* begin Text to read *

# Prepare Inputs

This notebook fetches the external data and updates the copies stored in this repository.

1. Fetch the Google Sheet containing the list of products and descriptions
   - Store the data in `input/overview.csv`

In [None]:
import os
import requests
import pooch
import json
import pandas as pd
import cdflib

## Fetch Google Doc (products overview)

In [None]:
DOC_URL = "https://docs.google.com/spreadsheets/d/e/2PACX-1vStz17Gi-O3tJjWcT_F0zYj4eCVuiiaU9ewpKTLlu_qRak-Cd0NHG3oQa0lcVFmWC2TFK3ecZHvdPxT/pub?output=xlsx"
CSV_PATH = os.path.abspath("input/overview.csv")

In [None]:
def load_google_sheet(url=DOC_URL):
    xl_doc = requests.get(url).content
    overview = pd.read_excel(xl_doc, "Overview", header=1)
    overview = overview.set_index("Name").fillna("-")
    # names = list(overview.index.dropna())
    # details = {}
    # missing_sheets = []
    # for name in names:
    #     try:
    #         details[name] = pd.read_excel(xl_doc, name).set_index("FIELD", drop=False).fillna("-")
    #     except Exception:
    #         missing_sheets.append(name)
    #         details[name] = pd.DataFrame()

* end Text to read *

| Goal of the exercise |
Please answer these questions about the data-preparation notebook above:
1. In which file does the notebook store the fetched product list?
2. Which sheet name does the load_google_sheet function read from the downloaded spreadsheet?
3. Which column becomes the index of the overview table?

* begin Collected data *

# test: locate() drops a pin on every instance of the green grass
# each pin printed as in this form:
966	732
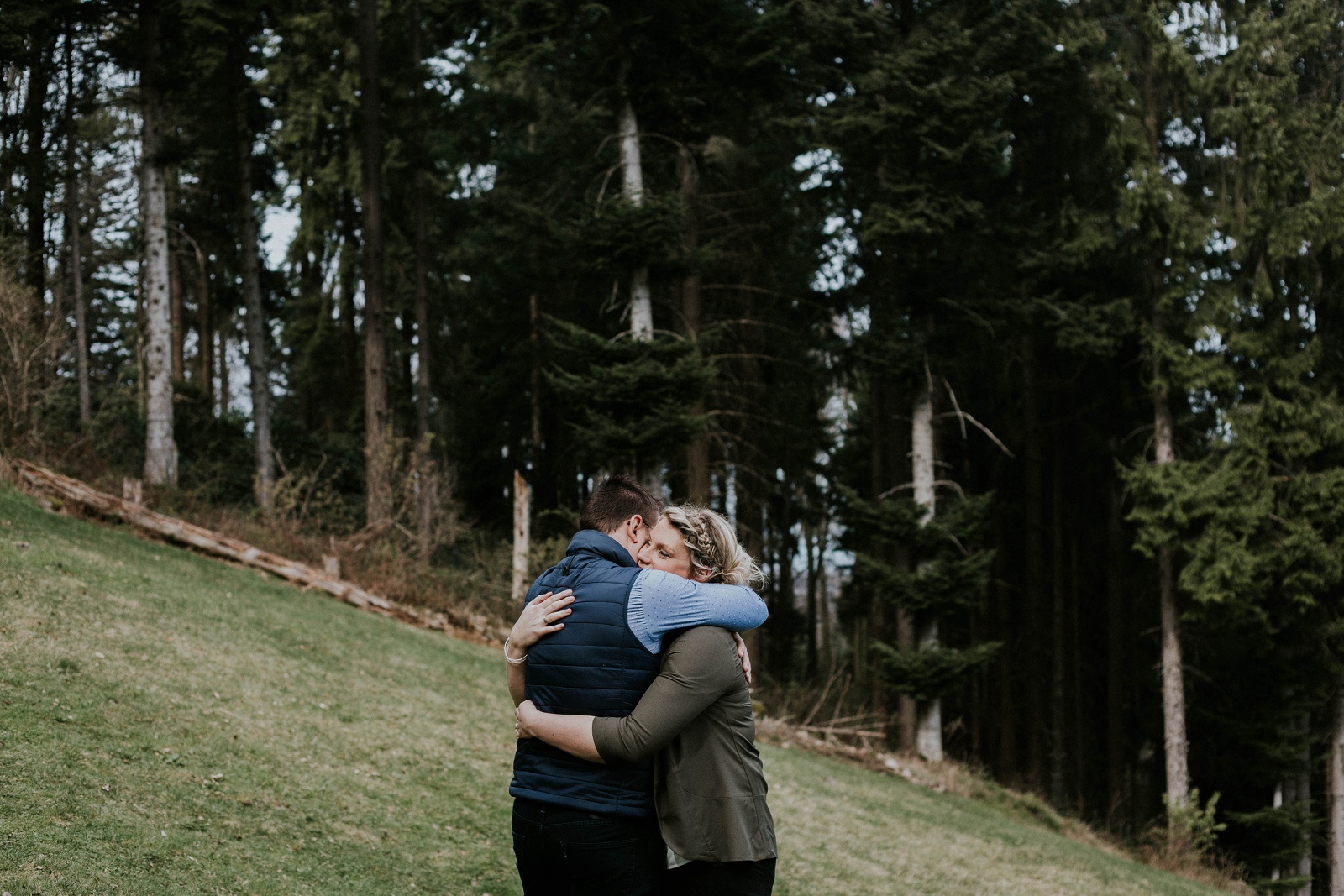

* end Collected data *

| Full response |
1. input/overview.csv
2. Overview
3. Name